[TASK DETAILS] All that is wanted is a word-for-word copy of the line with "Note: for this drill, mark the fog" and every line after it in the data below.

[SUPPLIED MATERIAL]

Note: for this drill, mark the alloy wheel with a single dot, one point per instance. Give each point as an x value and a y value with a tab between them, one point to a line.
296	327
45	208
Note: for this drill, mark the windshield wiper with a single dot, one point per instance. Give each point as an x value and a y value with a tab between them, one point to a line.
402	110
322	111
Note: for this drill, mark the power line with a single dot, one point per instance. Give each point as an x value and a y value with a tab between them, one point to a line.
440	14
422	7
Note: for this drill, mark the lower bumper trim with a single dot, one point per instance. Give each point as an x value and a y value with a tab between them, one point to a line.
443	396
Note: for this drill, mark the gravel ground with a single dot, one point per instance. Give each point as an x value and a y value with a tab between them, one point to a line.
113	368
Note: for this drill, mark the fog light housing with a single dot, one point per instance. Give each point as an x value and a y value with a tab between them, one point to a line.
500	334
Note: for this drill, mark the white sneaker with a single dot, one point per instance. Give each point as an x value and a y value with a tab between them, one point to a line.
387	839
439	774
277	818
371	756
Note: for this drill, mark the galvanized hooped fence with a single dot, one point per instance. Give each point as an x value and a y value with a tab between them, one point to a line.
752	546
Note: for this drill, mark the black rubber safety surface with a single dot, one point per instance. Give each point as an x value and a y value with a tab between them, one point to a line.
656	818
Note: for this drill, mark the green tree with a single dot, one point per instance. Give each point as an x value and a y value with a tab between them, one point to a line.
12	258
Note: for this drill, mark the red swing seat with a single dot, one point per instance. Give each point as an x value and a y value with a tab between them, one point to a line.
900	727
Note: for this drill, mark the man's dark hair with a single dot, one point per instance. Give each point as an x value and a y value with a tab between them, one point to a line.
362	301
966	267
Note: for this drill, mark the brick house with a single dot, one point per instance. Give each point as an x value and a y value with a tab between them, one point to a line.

[TASK RESPONSE]
Note: for this drill, mark the fog light housing with a single dot, one point per instance. Give each point as an x value and a y value with a tab between them, one point to a line.
500	334
Note: for this drill, mark the white sneaker with a single dot, one point per instance. Give each point as an x value and a y value with a tab between them, one point to a line.
387	839
439	774
277	818
371	756
Note: for this drill, mark the galvanized hooped fence with a single dot, one point per instance. Give each point as an x value and a y value with a tab between them, one point to a line.
752	546
Note: for this drill, mark the black rubber safety surface with a single dot, one point per instance. Give each point as an x value and a y value with a tab between them, one point to a line.
656	818
Note: for this drill, mark the green tree with a single dot, one point per instance. Give each point as an x value and a y value with a tab between them, one point to a line.
12	258
Note: for this drill, mark the red swing seat with a single dot, one point per instance. Give each point as an x value and a y value with a tab between them, one point to a line.
900	727
Note: for this drill, mark the man's dark hair with a single dot, one point per instance. Give each point as an x value and a y value with a tab between them, one point to a line.
362	301
966	267
Note: for this drill, mark the brick house with a single dot, one point per instance. Give each point as an x value and a y value with a tab between them, one point to a line.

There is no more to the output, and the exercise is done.